[[ Given passage, beginning ]]

For some lung cancer patients, a 'miracle' drug


Sept. 20--Terry Lentsch decided he'd had enough of chemotherapy. Three rounds of the stuff in 18 months wore him out, and his stage IV lung cancer was no better. In fact, it seemed to have spread to his left lung, his spine and lymph nodes.

It was time to quit.

"I told myself, 'I'm not going through the harshness of chemo anymore if it's not doing any good,'" said Lentsch, a 59-year-old nonsmoker.

"I'm sorry, Terry," his doctor in Colorado Springs responded after the third round of chemo ended in August 2009. "I have nothing left to throw at this."

But the doctor did offer one suggestion to Lentsch: Contact the University of Colorado Cancer Center in Aurora to see if there might be some clinical trials going on.

Skeptical but willing, Lentsch checked it out, and in late 2009, he became a guinea pig for a new drug from Pfizer. As he closes in on a year's treatment, his doctor tells him there's no "measurable" mass in his right lung, and the other tumors cleared up not long after he began taking his six pills a day.

"Most everything that was there is not there anymore," Lentsch said.

Since the trial began in 2008, researchers have seen similarly spectacular results in about 90 of the 100 patients in the trial, with few side effects aside from mild diarrhea or constipation.

Researchers in Denver are still soliciting patients for treatment. The only problem is, the drug is not a one-size-fits-all lung cancer treatment. It takes aim at a protein called ALK, and only about 5 percent of all lung cancers are ALK-positive. Dr. Ross Camidge, director of the lung cancer clinical program at UC-Denver, said people newly diagnosed with lung cancer would be wise to get tested to see if they are ALK-positive, then contact the university about treatment. The university also tests for ALK.

[[ Given passage, end ]]
[[ Records shown, beginning ]]

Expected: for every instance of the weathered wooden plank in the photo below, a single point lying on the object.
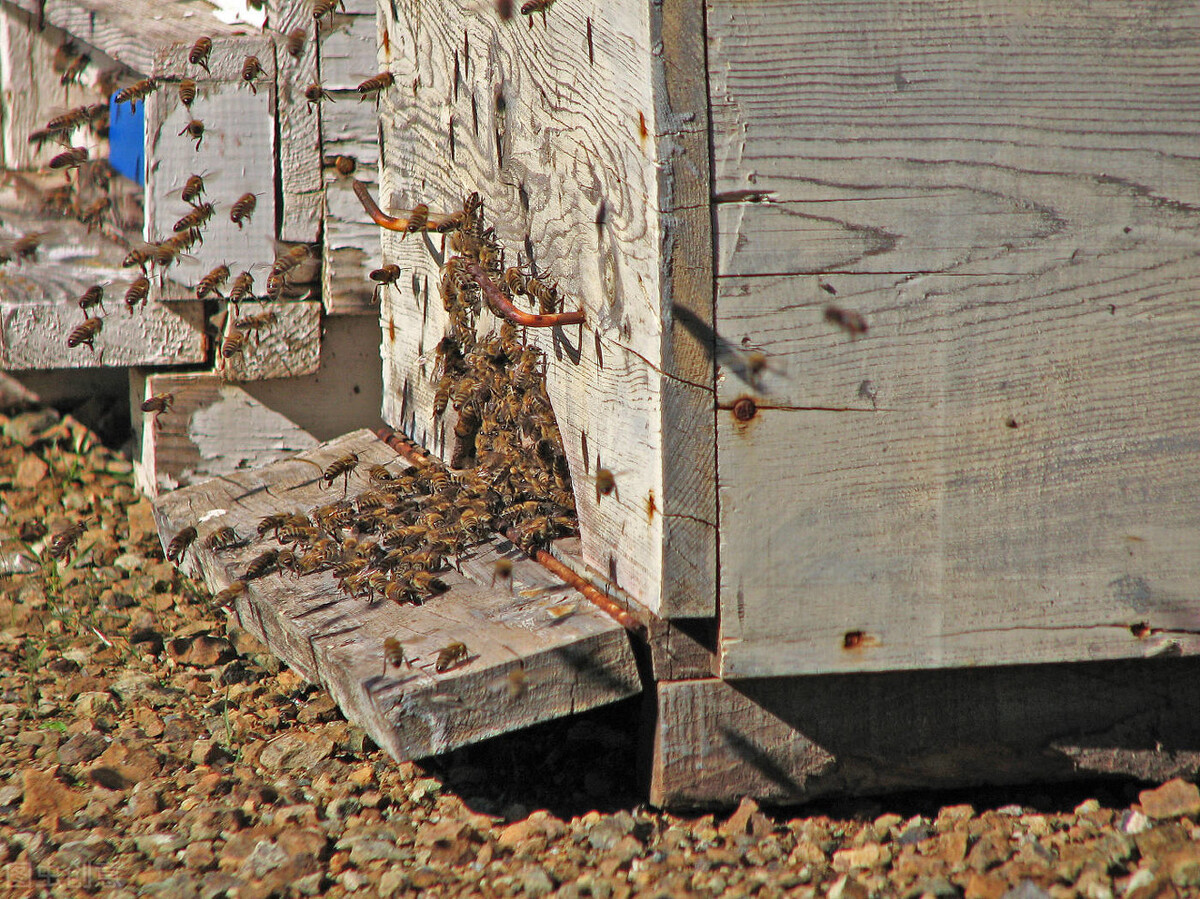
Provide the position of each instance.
(577, 663)
(39, 298)
(996, 471)
(235, 155)
(217, 427)
(565, 148)
(287, 347)
(793, 739)
(132, 31)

[[ Records shown, end ]]

## The problem
In the article on the lung cancer drug, reproduce the stretch from "It was time" through "pills a day.", substituting "chemotherapy" for "chemo".

## Result of this task
It was time to quit.

"I told myself, 'I'm not going through the harshness of chemotherapy anymore if it's not doing any good,'" said Lentsch, a 59-year-old nonsmoker.

"I'm sorry, Terry," his doctor in Colorado Springs responded after the third round of chemotherapy ended in August 2009. "I have nothing left to throw at this."

But the doctor did offer one suggestion to Lentsch: Contact the University of Colorado Cancer Center in Aurora to see if there might be some clinical trials going on.

Skeptical but willing, Lentsch checked it out, and in late 2009, he became a guinea pig for a new drug from Pfizer. As he closes in on a year's treatment, his doctor tells him there's no "measurable" mass in his right lung, and the other tumors cleared up not long after he began taking his six pills a day.